START Source records

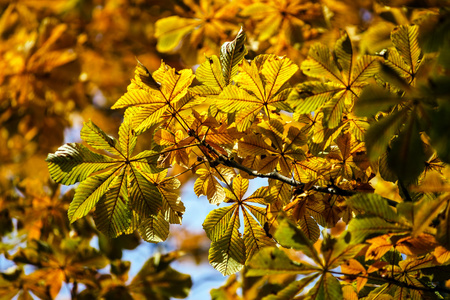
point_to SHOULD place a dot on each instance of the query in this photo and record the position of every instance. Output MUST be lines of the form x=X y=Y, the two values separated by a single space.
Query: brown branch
x=397 y=283
x=229 y=162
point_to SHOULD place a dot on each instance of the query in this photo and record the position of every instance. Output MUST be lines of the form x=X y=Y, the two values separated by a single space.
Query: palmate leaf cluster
x=323 y=143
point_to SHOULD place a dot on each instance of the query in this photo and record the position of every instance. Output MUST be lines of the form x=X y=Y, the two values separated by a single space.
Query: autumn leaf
x=150 y=104
x=260 y=85
x=222 y=227
x=115 y=185
x=345 y=77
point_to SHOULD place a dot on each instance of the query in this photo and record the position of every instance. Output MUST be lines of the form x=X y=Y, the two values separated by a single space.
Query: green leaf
x=89 y=193
x=407 y=156
x=272 y=261
x=379 y=134
x=309 y=227
x=334 y=109
x=425 y=210
x=438 y=131
x=327 y=288
x=344 y=56
x=112 y=215
x=231 y=54
x=154 y=229
x=73 y=163
x=255 y=238
x=227 y=254
x=288 y=235
x=156 y=277
x=276 y=72
x=170 y=31
x=337 y=251
x=145 y=198
x=372 y=205
x=320 y=64
x=210 y=74
x=292 y=289
x=310 y=95
x=374 y=99
x=405 y=40
x=363 y=228
x=127 y=138
x=98 y=139
x=216 y=222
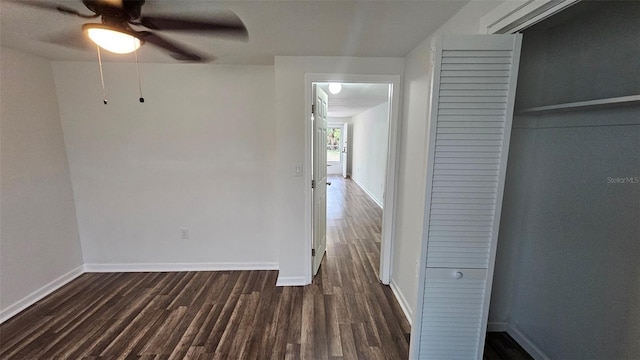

END Source records

▸ **Work instruction**
Excluding all images, transcribe the material word for word.

▸ **Answer to this exercise**
point_to SHOULD place a dot on each instance of the query in this photo and record the position of every instance. Output MUST be lines of the form x=X y=Y, the two values separated by a single space.
Query: brown branch
x=397 y=283
x=229 y=162
point_to SHOULD place a dot on each instance of the query in this photo and record the position of every instance. Output MUST be lines of the form x=X y=Y, the two values separated by a single space.
Query: palmate leaf cluster
x=323 y=143
point_to SHOULD place a dot on each instance of the query in this photo and record the position of every instance. Output MUST be lines of the form x=X y=Y, the two values separated by a single space.
Query: autumn leaf
x=150 y=104
x=260 y=85
x=222 y=227
x=115 y=185
x=345 y=77
point_to SHOULD place a dot on each instance of the query in this photo and record the position of every instance. Output MUST be lines of the form x=X y=Y, the two values separated by a single space.
Query: green leaf
x=89 y=193
x=407 y=156
x=272 y=261
x=379 y=134
x=309 y=227
x=334 y=109
x=425 y=210
x=438 y=131
x=327 y=288
x=344 y=56
x=112 y=215
x=231 y=54
x=154 y=229
x=73 y=163
x=255 y=238
x=227 y=254
x=288 y=235
x=156 y=277
x=276 y=72
x=170 y=31
x=337 y=251
x=145 y=198
x=372 y=205
x=320 y=64
x=210 y=74
x=292 y=289
x=310 y=95
x=374 y=99
x=405 y=40
x=363 y=228
x=127 y=138
x=98 y=139
x=216 y=222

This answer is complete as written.